§ **EXERCISE BRIEF**: Extract every line of the records below that contains the word "paisley".

[Saved entries]
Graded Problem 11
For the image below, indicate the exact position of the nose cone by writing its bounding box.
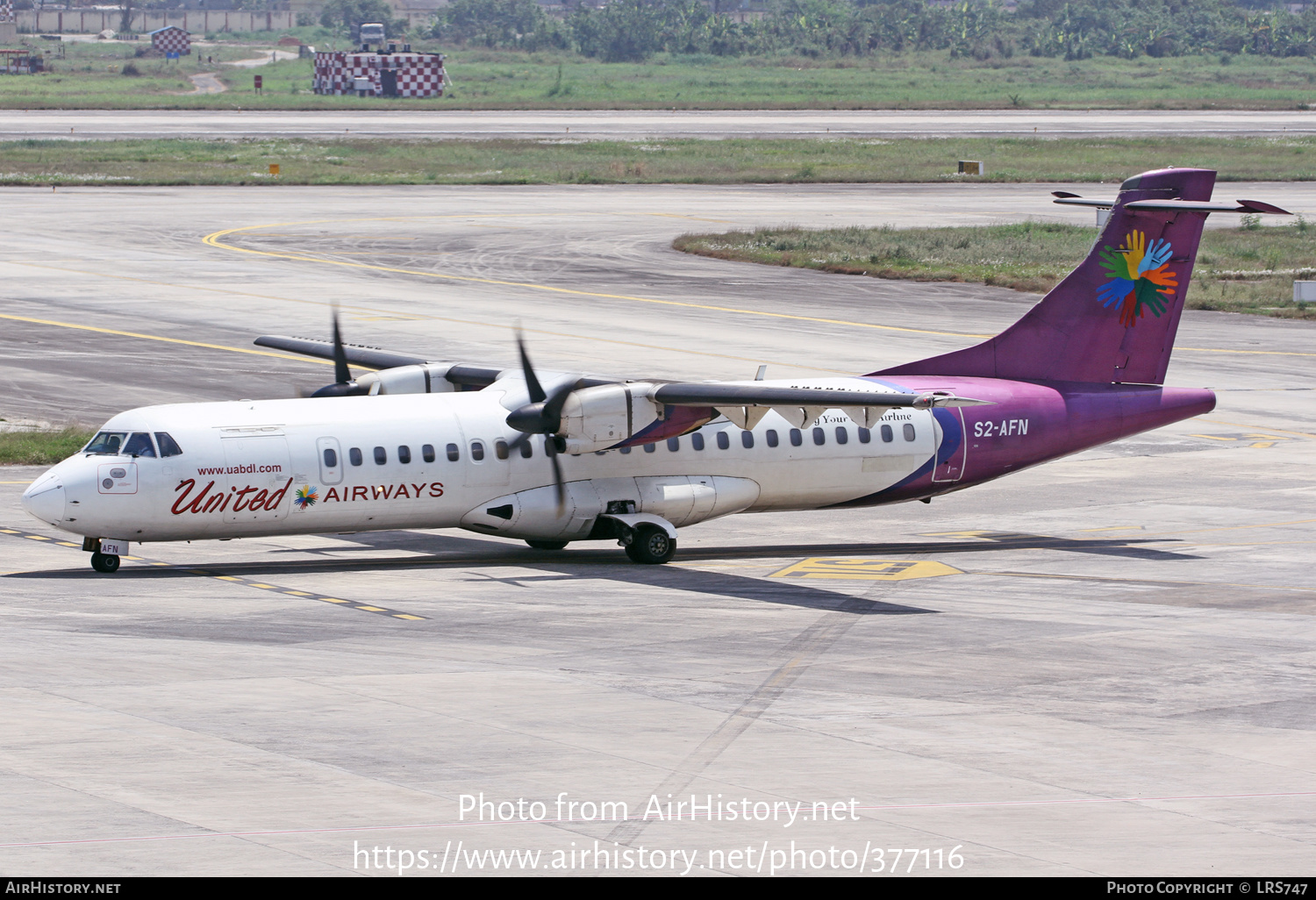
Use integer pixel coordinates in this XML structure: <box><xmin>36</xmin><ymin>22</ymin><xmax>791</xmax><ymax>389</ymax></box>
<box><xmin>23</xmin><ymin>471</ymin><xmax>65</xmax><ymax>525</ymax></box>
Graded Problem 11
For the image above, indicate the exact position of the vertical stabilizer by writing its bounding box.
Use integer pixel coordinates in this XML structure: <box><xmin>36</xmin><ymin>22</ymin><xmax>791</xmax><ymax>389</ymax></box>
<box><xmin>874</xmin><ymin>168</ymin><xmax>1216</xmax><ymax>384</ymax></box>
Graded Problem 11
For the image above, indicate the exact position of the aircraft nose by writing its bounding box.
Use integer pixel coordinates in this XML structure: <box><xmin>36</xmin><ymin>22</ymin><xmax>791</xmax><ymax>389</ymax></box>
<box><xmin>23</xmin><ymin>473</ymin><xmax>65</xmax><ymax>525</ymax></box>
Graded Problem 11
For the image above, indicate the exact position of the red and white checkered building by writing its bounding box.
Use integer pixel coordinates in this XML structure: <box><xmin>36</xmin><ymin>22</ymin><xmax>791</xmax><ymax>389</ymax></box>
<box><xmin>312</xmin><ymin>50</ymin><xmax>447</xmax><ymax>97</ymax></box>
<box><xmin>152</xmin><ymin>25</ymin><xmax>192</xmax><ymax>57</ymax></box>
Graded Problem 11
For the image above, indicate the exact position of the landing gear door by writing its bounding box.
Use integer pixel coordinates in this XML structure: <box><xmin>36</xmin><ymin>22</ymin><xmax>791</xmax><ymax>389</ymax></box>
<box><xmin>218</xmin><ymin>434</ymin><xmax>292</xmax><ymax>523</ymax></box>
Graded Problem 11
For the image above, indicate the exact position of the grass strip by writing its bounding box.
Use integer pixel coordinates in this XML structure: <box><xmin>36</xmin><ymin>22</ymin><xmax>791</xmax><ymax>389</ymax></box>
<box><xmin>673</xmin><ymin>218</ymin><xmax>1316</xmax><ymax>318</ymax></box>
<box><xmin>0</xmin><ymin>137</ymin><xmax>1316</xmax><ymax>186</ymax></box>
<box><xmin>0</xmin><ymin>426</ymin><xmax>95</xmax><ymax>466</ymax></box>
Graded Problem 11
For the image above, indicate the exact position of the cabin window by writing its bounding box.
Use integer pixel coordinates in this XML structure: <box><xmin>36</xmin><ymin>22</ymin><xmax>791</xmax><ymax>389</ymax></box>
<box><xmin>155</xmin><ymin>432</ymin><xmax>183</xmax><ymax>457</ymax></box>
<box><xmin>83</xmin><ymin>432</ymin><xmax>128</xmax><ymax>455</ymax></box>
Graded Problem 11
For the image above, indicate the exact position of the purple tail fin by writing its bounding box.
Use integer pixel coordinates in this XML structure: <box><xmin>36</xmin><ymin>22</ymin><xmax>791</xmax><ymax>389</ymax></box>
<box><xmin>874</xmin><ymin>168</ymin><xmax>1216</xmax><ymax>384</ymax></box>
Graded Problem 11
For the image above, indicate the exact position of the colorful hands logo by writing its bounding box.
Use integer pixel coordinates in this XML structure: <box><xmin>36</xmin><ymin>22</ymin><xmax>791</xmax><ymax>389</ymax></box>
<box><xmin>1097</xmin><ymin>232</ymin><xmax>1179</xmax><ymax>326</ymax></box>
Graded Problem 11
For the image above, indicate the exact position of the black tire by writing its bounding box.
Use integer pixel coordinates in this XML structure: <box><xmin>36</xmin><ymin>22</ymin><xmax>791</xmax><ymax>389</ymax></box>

==

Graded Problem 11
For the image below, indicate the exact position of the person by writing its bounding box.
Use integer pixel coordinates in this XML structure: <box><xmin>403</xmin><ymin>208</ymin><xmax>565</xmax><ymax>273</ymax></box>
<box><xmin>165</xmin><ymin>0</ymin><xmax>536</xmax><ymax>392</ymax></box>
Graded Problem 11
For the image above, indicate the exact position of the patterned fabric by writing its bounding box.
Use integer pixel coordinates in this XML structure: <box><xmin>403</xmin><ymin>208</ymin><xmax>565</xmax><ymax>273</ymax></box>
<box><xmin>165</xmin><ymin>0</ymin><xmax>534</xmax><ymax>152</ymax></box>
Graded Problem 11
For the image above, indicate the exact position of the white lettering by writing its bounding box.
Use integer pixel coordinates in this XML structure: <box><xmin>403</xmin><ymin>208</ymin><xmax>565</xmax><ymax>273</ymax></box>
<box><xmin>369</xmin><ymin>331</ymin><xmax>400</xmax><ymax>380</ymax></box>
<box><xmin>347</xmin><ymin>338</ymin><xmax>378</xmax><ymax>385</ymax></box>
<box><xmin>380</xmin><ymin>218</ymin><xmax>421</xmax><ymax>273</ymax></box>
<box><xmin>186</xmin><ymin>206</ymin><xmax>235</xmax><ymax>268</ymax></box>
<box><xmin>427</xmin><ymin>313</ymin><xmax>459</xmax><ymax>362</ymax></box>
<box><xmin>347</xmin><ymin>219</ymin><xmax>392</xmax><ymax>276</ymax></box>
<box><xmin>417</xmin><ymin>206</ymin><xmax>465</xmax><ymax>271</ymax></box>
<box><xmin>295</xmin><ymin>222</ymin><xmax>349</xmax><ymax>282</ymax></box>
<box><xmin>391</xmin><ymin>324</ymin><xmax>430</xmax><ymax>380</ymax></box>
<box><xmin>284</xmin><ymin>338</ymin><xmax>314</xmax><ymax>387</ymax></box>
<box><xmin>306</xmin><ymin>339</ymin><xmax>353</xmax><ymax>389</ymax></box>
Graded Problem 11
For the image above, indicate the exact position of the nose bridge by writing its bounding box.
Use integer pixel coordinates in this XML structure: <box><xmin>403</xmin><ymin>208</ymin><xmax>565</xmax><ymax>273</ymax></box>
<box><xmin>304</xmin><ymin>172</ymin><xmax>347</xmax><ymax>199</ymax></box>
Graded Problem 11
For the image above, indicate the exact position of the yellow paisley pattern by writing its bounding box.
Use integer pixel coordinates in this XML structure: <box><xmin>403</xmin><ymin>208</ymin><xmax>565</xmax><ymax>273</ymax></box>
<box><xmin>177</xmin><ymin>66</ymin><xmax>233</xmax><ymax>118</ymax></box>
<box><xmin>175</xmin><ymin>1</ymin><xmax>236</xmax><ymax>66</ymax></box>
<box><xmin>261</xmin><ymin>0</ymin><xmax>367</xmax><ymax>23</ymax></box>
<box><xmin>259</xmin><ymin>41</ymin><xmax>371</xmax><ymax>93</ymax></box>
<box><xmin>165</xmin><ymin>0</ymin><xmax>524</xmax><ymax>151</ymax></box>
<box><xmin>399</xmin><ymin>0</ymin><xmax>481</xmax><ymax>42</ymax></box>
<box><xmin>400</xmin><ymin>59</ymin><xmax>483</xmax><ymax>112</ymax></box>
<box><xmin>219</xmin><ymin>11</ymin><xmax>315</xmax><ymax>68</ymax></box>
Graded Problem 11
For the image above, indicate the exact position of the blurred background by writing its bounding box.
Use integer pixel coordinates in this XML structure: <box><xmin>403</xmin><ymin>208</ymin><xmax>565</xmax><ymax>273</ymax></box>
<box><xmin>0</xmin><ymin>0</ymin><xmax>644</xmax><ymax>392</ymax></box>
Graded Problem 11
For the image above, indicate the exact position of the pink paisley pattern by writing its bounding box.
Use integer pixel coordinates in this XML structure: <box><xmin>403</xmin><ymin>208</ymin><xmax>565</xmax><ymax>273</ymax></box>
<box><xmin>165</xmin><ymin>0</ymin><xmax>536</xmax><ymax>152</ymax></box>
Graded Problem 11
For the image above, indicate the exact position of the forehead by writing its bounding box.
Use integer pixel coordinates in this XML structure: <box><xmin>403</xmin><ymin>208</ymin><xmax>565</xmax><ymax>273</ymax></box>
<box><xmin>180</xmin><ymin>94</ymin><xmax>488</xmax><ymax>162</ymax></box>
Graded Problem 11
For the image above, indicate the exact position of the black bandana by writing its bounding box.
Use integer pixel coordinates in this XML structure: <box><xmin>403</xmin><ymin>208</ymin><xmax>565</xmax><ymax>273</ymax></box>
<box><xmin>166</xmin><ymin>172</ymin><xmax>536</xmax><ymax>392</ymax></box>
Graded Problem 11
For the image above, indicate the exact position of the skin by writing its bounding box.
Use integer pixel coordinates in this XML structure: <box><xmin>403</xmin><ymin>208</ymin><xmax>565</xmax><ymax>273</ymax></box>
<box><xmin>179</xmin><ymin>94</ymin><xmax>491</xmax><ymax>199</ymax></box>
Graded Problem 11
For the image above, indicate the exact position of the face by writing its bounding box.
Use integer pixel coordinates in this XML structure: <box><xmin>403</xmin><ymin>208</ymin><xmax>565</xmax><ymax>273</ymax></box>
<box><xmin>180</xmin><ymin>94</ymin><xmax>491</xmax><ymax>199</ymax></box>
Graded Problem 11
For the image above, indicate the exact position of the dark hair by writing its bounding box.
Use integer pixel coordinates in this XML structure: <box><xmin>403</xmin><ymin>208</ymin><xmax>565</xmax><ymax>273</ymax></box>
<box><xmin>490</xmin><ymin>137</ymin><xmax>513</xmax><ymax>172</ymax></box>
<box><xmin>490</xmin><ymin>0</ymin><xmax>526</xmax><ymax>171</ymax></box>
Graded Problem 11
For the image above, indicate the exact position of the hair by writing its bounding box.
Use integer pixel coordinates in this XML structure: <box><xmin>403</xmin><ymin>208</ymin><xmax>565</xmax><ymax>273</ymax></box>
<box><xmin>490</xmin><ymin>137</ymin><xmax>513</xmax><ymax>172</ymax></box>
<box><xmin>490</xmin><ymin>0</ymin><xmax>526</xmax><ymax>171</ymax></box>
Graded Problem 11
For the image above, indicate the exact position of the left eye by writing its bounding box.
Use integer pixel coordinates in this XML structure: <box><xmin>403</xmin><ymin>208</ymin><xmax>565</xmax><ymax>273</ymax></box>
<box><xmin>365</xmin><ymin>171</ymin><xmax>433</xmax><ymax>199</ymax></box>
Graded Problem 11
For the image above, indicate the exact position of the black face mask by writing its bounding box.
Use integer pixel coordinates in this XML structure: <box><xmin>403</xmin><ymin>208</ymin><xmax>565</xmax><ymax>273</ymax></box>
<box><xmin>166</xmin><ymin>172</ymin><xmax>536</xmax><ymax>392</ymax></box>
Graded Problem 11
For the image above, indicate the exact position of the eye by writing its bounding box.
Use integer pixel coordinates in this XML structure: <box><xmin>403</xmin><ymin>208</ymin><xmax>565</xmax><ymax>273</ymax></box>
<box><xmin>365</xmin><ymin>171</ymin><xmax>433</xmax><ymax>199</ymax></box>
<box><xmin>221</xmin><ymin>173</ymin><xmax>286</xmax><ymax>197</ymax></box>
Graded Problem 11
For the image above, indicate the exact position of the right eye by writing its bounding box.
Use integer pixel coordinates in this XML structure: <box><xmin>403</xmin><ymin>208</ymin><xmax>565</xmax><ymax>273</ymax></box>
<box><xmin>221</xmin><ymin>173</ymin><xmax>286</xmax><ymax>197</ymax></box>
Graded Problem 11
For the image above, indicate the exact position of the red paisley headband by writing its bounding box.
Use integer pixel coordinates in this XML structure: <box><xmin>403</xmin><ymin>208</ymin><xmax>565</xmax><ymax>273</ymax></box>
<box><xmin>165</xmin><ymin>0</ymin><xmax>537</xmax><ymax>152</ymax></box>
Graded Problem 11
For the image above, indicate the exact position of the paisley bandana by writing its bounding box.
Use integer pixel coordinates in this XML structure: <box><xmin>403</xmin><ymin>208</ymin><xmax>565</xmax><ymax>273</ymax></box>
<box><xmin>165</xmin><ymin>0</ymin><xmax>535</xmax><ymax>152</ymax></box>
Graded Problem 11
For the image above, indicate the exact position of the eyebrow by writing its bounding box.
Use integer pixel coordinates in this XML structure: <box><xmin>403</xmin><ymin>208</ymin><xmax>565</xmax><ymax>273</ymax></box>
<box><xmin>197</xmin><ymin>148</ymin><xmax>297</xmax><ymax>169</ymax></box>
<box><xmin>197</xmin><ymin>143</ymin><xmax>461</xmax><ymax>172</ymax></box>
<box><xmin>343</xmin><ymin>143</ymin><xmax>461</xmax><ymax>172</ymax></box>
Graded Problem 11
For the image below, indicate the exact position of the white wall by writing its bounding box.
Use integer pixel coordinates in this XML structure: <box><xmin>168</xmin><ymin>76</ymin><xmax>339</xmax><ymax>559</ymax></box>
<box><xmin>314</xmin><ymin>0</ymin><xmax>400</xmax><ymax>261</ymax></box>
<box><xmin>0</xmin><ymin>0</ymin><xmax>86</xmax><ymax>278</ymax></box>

§ **REPLY**:
For the image above, indicate the exact position of the yellow paisley pattern by writing its bounding box.
For the image above, indicate the exact position of the pink paisley pattern by writing its bounding box.
For the image above, indicate the exact position of the red paisley headband by writing its bounding box.
For the image above, indicate the exact position of the paisley bandana by writing its bounding box.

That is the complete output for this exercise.